▶ _Task instructions_
Please carry on the article about Wintringham's mandolin building, starting right after its last sentence.

▶ _Extract provided_
════════

To most bluegrass mandolinists, the very highest echelon of instrument comprises the F5s that Loar himself worked on and signed, produced between the model’s release in 1922 and Loar’s departure from Gibson in 1924. These instruments, known as “Loars,” sell for anywhere between $100,000 and $200,000.
“I love what a good mandolin sounds like, the Loars, and this is all I need – what's in here tells you what you need to know to build one that could sound as good as a Loar,” Wintringham says, pointing to the copy of Roger Siminoff’s “Constructing a bluegrass mandolin,” from which he first learned his trade. “I'm perfectly happy to see how far I can take what's already been done, of course making it my own, but within the traditional parameters. I've had a lot of people compare the sound of my mandolins to Loars.”
He adds, “it feels pretty good,” with a modest smile.
Wintringham worked from the book to build his first few instruments, before he began to stray from the directions.
“Doing stuff like this, you’ve got to be self-taught,” he said. “It’s like playing an instrument – people can show you some stuff, show you how they do it, but you can't help it, you're gonna find ways to do it, and that's the way you're gonna do it.”
The F5 is not an instrument inclined to suffer a fool of a luthier. The parts are hand-carved of pricey and increasingly uncommon tone wood into the arched back and top; the instrument has an asymmetrical body shape, contrasting angular points with soft rolling scrolls figured in three dimensions.
The red maple, which is milled to create nearly identical slabs which sit together like the pages of an open book, costs $650 for just one instrument’s worth of wood. Wintringham is slow and methodical with his work, and prefers to be alone in his shop for certain high-consequence building steps.
But his gentle and unrushed hands serve him well.
Not once, he says, has he shaved a brace too thin. The slats of spruce glued underneath the top of the instrument must be strong enough to shore up the structural integrity of the instrument but not so thick that they muddy its tone.
He uses a jeweler’s saw to cut out each intricate piece of the shimmering inlay by hand – another process some might consider laborious and slow.
“For me, it's not a matter of patience,” Wintringham says. “I enjoy almost everything, every process here. And with this, I just want it to look good.”

════════

Data records
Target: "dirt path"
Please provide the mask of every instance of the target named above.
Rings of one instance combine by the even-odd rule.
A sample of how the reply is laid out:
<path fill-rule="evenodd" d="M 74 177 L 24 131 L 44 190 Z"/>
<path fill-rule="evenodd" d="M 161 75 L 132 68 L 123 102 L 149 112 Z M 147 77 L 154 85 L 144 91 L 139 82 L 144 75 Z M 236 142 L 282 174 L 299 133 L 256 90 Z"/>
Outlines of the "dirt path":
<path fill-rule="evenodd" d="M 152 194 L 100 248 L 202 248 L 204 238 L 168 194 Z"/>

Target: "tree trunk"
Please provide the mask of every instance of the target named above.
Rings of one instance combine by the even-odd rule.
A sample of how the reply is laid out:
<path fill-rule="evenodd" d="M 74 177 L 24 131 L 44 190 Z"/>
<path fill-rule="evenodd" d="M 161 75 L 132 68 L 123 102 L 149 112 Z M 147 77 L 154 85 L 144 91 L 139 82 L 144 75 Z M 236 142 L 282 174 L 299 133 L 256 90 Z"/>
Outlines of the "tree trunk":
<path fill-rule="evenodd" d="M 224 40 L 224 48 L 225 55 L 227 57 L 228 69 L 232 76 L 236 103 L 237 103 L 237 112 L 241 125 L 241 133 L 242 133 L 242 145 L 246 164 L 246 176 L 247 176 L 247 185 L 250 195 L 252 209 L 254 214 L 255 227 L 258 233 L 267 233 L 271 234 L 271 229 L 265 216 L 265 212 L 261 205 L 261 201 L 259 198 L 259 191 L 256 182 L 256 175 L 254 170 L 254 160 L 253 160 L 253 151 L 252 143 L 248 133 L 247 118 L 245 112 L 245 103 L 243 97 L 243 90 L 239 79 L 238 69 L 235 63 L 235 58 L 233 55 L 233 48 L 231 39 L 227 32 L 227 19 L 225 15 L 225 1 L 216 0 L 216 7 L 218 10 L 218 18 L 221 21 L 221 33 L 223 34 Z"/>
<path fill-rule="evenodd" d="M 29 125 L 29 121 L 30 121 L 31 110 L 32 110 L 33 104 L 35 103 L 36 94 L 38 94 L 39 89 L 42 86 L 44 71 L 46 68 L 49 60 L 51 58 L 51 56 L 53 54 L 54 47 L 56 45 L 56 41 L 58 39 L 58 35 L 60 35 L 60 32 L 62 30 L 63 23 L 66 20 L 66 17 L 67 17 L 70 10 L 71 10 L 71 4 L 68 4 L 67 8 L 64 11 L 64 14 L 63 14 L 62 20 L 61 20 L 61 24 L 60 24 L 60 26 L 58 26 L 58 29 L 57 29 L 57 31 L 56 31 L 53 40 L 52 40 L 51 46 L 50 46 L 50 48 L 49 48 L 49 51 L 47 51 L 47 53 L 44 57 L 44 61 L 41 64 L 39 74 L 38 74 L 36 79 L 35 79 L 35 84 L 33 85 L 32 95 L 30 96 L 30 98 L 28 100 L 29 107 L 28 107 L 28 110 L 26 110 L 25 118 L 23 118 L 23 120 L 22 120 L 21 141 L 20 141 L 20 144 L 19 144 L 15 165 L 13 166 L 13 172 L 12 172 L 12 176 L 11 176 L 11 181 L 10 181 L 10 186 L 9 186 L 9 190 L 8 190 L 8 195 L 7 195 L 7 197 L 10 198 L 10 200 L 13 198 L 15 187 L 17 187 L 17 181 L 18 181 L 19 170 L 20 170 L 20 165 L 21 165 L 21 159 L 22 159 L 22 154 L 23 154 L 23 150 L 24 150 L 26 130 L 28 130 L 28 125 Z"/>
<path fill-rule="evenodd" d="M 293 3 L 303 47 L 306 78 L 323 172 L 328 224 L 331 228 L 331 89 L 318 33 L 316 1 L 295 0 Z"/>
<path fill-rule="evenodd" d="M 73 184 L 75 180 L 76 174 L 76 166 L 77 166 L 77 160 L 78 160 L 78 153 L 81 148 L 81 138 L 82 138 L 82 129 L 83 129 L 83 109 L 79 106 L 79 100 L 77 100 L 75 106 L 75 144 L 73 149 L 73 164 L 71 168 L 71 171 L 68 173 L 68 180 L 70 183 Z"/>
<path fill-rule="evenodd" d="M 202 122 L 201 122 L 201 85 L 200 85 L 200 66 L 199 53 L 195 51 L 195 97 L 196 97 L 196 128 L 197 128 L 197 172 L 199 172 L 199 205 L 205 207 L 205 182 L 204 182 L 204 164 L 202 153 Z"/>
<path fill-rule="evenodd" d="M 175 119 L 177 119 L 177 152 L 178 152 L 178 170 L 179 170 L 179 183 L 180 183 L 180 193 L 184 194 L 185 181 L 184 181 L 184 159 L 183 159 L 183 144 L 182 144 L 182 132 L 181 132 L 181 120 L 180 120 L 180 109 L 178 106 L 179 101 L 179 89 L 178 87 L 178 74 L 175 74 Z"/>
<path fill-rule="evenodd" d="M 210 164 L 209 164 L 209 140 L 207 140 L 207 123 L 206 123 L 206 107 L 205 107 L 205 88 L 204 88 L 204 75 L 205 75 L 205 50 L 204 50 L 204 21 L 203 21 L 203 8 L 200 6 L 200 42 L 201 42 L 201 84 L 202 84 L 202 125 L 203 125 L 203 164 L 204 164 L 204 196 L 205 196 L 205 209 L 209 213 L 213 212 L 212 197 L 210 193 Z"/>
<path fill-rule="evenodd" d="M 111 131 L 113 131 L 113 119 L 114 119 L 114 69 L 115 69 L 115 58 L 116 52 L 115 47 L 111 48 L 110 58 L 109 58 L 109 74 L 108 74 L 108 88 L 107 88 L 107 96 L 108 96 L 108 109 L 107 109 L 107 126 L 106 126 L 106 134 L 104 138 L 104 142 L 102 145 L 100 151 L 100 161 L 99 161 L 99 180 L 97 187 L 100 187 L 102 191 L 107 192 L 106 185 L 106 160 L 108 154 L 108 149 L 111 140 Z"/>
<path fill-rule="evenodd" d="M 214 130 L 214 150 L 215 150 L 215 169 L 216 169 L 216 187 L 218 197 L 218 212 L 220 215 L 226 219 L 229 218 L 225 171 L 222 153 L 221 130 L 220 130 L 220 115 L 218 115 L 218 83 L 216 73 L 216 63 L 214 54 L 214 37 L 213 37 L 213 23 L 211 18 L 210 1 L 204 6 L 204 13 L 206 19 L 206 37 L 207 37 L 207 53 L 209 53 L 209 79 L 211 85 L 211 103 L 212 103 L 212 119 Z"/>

════════

▶ _Response to this exercise_
Although he built his first mandolin in Tuscon, Arizona, Wintringham’s career began, in a way, at the Telluride Bluegrass Festival.
In 1985, he attended the festival for the first time, where he saw amateur pickers wail off bluegrass riffs in the campground and thought “I want to learn how to do that.”
It was also there he met Michael Hornick, a boutique guitar builder, who proved to Wintringham that it was possible to make his own instruments.
And it was in Telluride that Wintringham watched two bands jam by the river; they would soon unite to produce the polyethnic-cajun-slamgrass sound now known as Leftover Salmon. The band’s mandolinist, Drew Emmitt, became an early supporter of San Juan Mandolins.
“He's such a great guy, you know? Just really supportive of what I'm doing, he really believes in me,” Wintringham said of Emmitt.
It is in Telluride, among the peaks of their namesake, that Wintringham says his mandolins live up to their name. Despite the dry mountain air in which other instruments are liable to shrink and move, rendering them unplayable, San Juans don’t budge.
At this year’s 50th Telluride Bluegrass Festival, Wintringham showed up with one instrument for sale. By midday Saturday, it had sold. It was the best-sounding mandolin he has built, but Wintringham says he still prefers his own mandolin, No. 25-36 (meaning the 25th F5 he had built and the 36th instrument overall).
Seated in a chair outside his kitchen, Wintringham picked out a quiet tune on the gig-worn instrument.
“It's my favorite, just because I've been playing it for so long,” he said. “It feels really good and I’ve developed a sound based on that instrument. So I'm never gonna sell this.”